* **REQUIREMENT 1**:
Please duplicate the wood decomposition thread from "A: One approach" up to and including "of sunlight exposure.".
* **REQUIREMENT 2**:
Sum up the wood decomposition thread in two sentences.

* **TEXT SHOWN**:
What statistical methods would you recommend? I need to understand how a number of parameters contribute to decomposition in wood.
The parameters in question are (1) temperature, (2) humidity and (3) exposure to sun light. We already know that the all contribute, but we don't onow exactly how they affect the specific decomposition process.
My need to asses to what extent a 1% increase in either of these parameters will increase the decomposition process.
At my disposal, I have a dataset covering some 30 datapoints where the degree of decomposition is recorded together with the three other parameters.
What method would you recommend for this type of problem?
 A: One approach would be to use regression. The ideal, simplest model would be
$$Y_i = \beta_0 + \beta_1 X_{1i}+ \beta_2 X_{2i}+ \beta_3 X_{3i} + e_i,$$
where $e_i \stackrel{indep}{\sim} Norm(0, \sigma),$ for $i=1, 2, \dots, 30.$
Here $Y_i$ are the 30 measurements of deterioration, $X_{1i}$ of temperature,
$X_{2i}$ of humidity, and $X_{3i}$ of sunlight exposure.

* **INPUT DATA**:
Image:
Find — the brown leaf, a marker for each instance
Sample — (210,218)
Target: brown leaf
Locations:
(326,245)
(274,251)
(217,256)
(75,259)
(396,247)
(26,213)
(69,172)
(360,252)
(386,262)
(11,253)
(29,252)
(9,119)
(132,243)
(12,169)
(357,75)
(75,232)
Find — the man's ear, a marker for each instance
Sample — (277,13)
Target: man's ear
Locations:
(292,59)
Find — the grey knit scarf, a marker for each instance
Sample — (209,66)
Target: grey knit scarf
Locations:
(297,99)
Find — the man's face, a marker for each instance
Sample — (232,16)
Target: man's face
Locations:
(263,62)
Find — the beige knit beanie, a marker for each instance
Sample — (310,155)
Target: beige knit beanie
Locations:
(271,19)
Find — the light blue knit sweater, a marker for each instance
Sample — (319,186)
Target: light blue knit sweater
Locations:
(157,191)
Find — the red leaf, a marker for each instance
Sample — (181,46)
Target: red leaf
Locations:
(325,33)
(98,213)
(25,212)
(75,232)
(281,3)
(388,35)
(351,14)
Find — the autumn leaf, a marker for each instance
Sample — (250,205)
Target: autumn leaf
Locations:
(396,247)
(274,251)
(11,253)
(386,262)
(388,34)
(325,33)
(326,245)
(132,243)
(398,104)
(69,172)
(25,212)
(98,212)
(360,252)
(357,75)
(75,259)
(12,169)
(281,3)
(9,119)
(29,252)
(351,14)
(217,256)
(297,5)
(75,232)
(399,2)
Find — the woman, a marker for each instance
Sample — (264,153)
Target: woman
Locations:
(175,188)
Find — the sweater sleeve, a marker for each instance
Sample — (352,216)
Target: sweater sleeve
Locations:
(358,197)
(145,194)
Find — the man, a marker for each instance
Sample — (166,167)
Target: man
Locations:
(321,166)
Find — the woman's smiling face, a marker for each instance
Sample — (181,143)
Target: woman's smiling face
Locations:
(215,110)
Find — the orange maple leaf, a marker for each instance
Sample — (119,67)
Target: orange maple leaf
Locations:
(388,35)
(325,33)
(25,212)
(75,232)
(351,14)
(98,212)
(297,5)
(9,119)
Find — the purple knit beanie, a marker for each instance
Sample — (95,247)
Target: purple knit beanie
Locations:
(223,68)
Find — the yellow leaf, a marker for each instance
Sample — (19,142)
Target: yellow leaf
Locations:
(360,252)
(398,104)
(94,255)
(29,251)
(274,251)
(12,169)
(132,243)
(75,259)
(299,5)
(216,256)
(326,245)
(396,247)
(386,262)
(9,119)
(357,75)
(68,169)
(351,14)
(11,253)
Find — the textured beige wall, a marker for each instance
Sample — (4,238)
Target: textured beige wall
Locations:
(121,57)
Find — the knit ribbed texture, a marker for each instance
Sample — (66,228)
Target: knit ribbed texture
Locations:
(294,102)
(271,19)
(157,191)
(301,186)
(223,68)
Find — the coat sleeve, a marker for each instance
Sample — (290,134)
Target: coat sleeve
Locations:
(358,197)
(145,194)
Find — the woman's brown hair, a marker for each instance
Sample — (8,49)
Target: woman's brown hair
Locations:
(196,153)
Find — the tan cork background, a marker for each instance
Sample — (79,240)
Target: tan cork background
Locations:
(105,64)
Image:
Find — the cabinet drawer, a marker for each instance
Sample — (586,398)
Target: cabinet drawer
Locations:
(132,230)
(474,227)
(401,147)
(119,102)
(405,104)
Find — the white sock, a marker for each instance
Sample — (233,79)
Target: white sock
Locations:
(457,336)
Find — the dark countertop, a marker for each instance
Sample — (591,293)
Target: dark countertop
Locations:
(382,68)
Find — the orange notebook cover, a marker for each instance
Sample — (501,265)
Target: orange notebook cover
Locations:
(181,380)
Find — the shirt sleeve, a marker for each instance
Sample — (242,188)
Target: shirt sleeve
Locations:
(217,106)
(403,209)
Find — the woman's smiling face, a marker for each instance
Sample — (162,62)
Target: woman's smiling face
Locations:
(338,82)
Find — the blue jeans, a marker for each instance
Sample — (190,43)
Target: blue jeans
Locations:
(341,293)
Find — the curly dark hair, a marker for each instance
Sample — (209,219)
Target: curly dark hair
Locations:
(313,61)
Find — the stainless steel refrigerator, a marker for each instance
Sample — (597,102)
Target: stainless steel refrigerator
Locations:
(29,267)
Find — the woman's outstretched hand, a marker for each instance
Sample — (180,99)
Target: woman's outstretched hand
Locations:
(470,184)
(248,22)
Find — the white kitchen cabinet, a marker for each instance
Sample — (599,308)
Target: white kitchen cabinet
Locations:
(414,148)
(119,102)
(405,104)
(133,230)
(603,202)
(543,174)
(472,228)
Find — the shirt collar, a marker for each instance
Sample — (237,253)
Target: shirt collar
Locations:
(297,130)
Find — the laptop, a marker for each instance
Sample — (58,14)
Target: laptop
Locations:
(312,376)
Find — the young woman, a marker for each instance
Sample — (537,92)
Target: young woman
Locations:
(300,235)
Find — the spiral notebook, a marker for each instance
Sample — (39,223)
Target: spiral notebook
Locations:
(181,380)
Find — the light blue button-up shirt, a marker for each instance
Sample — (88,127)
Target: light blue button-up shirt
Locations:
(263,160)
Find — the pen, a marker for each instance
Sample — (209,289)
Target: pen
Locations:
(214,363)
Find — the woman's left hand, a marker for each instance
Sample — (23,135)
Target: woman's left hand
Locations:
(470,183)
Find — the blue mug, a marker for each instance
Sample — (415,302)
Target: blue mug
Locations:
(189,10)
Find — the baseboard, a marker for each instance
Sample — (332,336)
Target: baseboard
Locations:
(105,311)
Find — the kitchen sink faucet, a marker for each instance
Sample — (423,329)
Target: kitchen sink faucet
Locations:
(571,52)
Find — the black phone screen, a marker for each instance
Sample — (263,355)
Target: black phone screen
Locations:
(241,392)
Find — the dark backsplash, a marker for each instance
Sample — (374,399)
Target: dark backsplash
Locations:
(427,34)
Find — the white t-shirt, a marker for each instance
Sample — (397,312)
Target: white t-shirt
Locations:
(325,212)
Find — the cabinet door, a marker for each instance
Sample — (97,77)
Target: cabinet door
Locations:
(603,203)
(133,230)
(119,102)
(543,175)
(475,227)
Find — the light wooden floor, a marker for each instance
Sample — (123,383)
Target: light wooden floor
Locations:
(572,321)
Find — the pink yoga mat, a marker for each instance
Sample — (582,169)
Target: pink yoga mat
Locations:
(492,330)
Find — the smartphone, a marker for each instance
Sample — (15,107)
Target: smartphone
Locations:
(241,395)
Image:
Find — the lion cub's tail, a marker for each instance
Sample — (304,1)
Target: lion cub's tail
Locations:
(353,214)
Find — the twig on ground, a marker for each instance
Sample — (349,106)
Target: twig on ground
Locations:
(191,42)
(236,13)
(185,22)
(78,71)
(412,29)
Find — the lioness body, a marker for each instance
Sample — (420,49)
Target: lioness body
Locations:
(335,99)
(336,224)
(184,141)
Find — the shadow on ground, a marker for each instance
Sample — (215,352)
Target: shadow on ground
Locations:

* **EXPECTED OUTPUT 1**:
A: One approach would be to use regression. The ideal, simplest model would be
$$Y_i = \beta_0 + \beta_1 X_{1i}+ \beta_2 X_{2i}+ \beta_3 X_{3i} + e_i,$$
where $e_i \stackrel{indep}{\sim} Norm(0, \sigma),$ for $i=1, 2, \dots, 30.$
Here $Y_i$ are the 30 measurements of deterioration, $X_{1i}$ of temperature,
$X_{2i}$ of humidity, and $X_{3i}$ of sunlight exposure.

* **EXPECTED OUTPUT 2**:
A poster with about 30 data points asks which statistical method would show how temperature, humidity, and sunlight exposure each affect wood decomposition, including how much a 1% increase in one of them raises it. The reply proposes regression, with a simple model that relates the 30 deterioration measurements linearly to the three parameters plus independent normal errors.